* begin Exercise material *
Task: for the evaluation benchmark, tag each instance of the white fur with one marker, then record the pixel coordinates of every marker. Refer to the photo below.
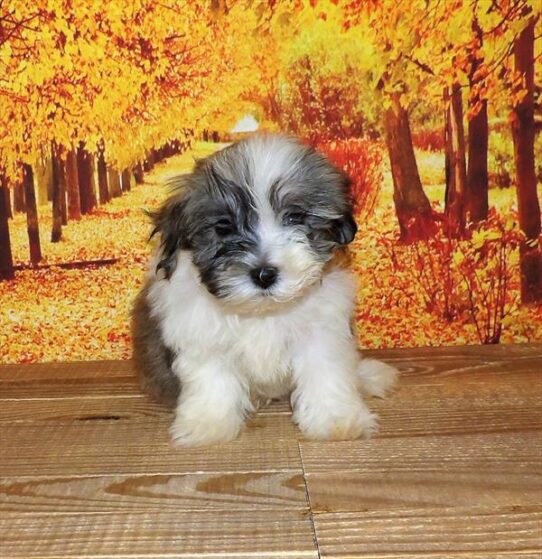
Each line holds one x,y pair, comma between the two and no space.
294,338
306,348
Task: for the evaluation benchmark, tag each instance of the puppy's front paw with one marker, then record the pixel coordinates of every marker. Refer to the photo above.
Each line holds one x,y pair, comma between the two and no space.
338,425
376,378
204,431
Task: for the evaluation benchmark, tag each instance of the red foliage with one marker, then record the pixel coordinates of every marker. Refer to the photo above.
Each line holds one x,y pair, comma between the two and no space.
428,139
467,279
361,160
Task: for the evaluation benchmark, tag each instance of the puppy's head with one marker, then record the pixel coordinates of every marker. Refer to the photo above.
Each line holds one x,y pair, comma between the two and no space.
260,219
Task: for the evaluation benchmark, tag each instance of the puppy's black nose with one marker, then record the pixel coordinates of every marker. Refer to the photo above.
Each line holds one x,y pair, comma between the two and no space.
264,277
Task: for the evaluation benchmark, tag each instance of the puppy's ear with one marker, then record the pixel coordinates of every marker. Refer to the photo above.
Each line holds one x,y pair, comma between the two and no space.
169,223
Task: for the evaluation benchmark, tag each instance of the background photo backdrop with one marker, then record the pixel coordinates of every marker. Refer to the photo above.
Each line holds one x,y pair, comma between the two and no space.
433,107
* end Exercise material *
__Task goal__.
Copy every item above word for word, leaving out the picture.

__Response to this task__.
Task: for the evaluation benchmark, tag each instance of the white fur with one marker, then record the pixel coordinates of every marker. Refer to the photo below.
Each line holds one x,y pair, comma between the two and no space.
294,338
306,348
Task: for the evaluation benchmark, tag each instance of the puppy's front paw with one marker, then record the pixel coordinates of every marker. Refer to the photo above.
Each line holds one x,y pair, comma between the two and no space.
338,425
376,378
204,431
Task: for the evaluation benchmark, tag each instance of the red foliage with one marker, then record the pixel coordinates of every marker. Refer to the photo above.
Each line holds one x,y pair, comma between the two and no space.
428,139
467,279
361,160
Task: for the evaluation benchmark, tag each instance of the puppy's head with one marker, then record the pixel coordinates of every marker. Refer to the photo above.
Each line holds one x,y pair, comma between the two and no space.
260,219
Task: for the evaluation benchmark, tag each instance of the puppy's black nose with one marker, then record the pixel coordinates of every marker. Refer to the photo above.
Each line holds one x,y pair, comma between the two and no space.
264,277
Task: for the evaluation benchmark, tag each instance of the puppy's ear with one marker, then record the pixel coordinates of every marker. Refer to the photo above.
Each line holds one x,y pair, comma between the two and no space.
169,223
Task: for the evaluation benchmark, tag each instance of the background photo backdrop with one marker, then record the pixel coordinates of every marker. Refer to the photo above.
Each line holds one x,y pair, comma between the two and no space.
433,107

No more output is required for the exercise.